(WHAT THE TASK ASKS):
The expected output is a copy of every line in the records with the string "positive".

◆ ◆ ◆ ◆ ◆ ◆ ◆

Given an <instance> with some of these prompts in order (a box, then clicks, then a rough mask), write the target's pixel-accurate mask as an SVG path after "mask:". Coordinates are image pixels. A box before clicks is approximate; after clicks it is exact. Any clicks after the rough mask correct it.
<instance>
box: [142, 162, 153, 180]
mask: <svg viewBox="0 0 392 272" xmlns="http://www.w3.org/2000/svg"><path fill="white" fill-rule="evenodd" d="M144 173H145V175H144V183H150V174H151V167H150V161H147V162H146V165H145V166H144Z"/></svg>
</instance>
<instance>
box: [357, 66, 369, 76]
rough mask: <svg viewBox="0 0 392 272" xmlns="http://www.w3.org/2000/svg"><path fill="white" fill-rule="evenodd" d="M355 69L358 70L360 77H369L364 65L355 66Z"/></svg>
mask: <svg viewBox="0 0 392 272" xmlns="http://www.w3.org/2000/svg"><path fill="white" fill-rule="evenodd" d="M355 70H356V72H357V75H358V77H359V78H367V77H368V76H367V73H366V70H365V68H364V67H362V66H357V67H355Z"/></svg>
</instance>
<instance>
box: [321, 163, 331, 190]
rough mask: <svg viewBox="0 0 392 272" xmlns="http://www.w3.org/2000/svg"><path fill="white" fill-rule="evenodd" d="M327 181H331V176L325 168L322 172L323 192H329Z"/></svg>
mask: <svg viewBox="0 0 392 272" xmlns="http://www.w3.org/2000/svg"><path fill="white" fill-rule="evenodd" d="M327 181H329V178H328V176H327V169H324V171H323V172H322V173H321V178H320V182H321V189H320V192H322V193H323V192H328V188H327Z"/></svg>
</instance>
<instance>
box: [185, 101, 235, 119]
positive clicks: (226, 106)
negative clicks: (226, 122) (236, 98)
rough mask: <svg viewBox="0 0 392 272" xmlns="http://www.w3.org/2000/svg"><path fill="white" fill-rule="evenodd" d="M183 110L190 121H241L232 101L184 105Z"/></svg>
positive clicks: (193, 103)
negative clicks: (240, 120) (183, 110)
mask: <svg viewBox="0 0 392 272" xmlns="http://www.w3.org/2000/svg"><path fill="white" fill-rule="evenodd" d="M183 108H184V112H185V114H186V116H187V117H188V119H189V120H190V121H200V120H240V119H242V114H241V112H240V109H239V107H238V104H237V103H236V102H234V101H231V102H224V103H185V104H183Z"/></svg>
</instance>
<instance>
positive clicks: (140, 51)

◆ ◆ ◆ ◆ ◆ ◆ ◆

(SOLUTION FOR THIS EXERCISE):
positive clicks: (226, 106)
positive clicks: (193, 103)
positive clicks: (140, 51)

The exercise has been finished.